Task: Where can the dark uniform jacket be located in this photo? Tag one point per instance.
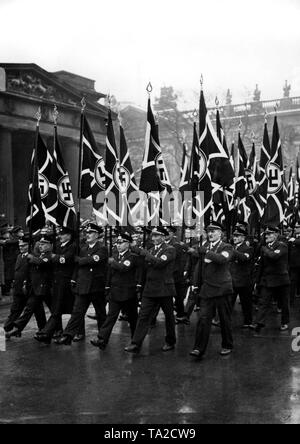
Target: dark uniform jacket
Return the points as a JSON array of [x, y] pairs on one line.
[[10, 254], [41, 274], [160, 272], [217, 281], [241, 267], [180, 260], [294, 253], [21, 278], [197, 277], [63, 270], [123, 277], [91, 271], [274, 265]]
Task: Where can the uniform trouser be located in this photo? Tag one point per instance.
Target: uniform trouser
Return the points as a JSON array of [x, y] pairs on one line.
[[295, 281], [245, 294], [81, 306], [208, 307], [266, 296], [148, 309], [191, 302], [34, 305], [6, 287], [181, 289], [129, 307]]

* * *

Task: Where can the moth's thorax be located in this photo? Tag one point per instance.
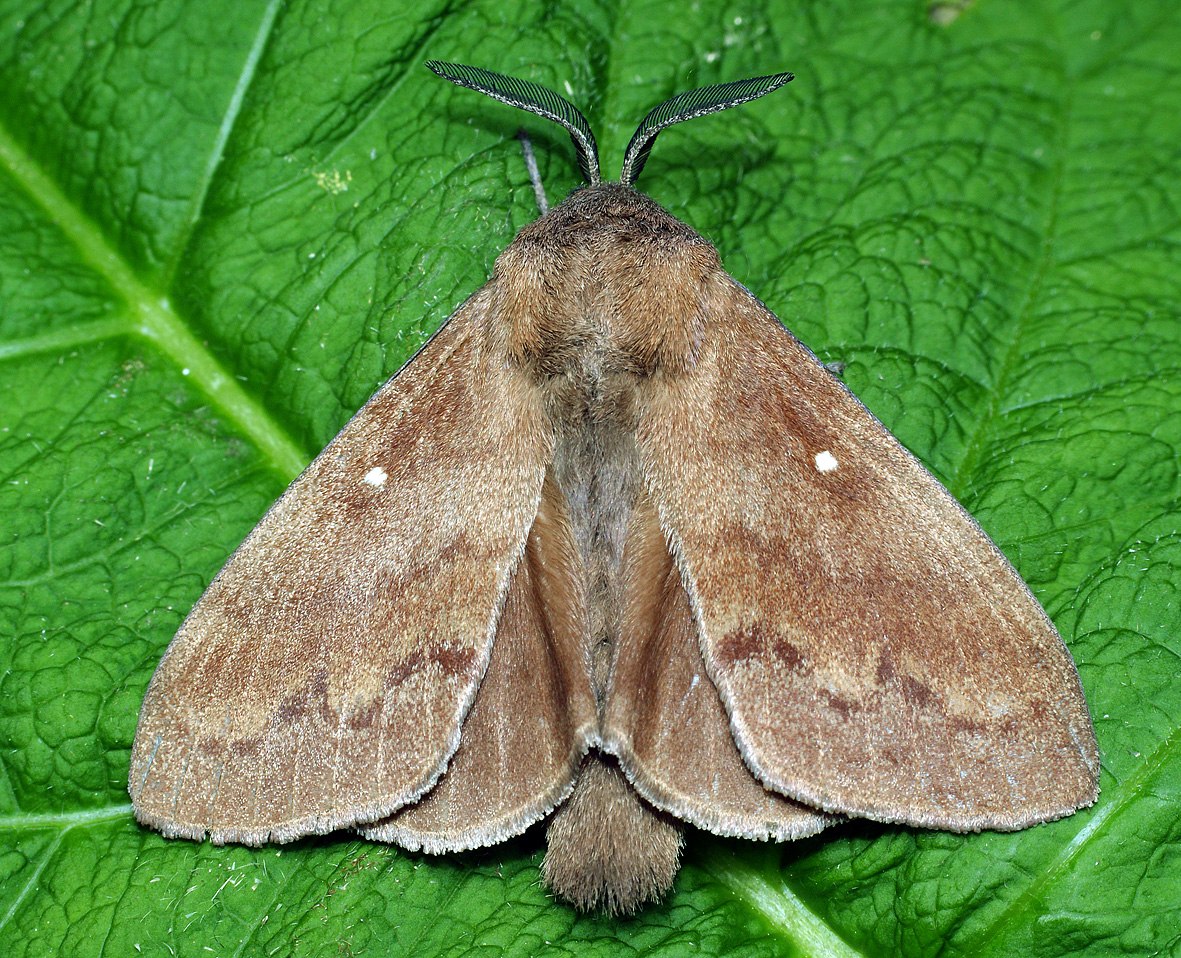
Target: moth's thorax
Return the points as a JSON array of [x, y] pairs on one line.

§ **Aim of the exercise**: With the pictures omitted, copy exactly the lines of the listing above starting at the line containing "Task: Where can the dark" and ending at the line containing "Target: dark uniform jacket", both included.

§ **Task result**:
Task: Where can the dark uniform jacket be located in this photo? Tag one point per instance.
Target: dark uniform jacket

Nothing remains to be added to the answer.